▼
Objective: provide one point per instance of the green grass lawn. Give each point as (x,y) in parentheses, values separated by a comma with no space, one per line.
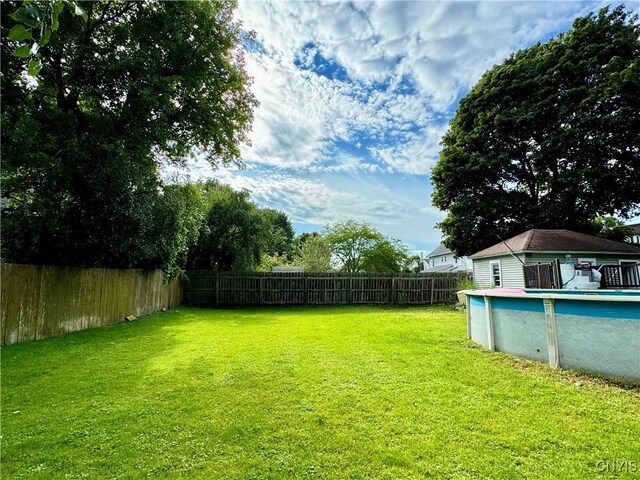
(351,392)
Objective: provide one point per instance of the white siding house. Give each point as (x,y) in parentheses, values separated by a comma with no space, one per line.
(501,264)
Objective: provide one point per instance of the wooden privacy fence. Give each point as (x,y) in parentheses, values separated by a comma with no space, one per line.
(204,287)
(620,276)
(40,302)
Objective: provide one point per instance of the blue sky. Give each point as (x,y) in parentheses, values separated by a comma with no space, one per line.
▲
Extract every line of the listing above verbatim, omitting the pictures.

Objective: provide one point per instance of the green grass lawn. Give each point as (x,y) in parentheses, values separated by a comma with no space, one per line.
(351,392)
Objective: provide one point per instance of the white siding house. Give each point as (x,y) in parentheses, values separated by a comma with no space, one per line.
(501,264)
Objective: provide one point per instance of the wooden privacy fence. Give each point as (x,y) in parentheses, values separated by a comma with no space, one per line.
(204,287)
(620,276)
(40,302)
Objective: provide one point per instance of the blue sky. Give each point as (x,y) in parentheses, values separated by a comma with no space, one per line.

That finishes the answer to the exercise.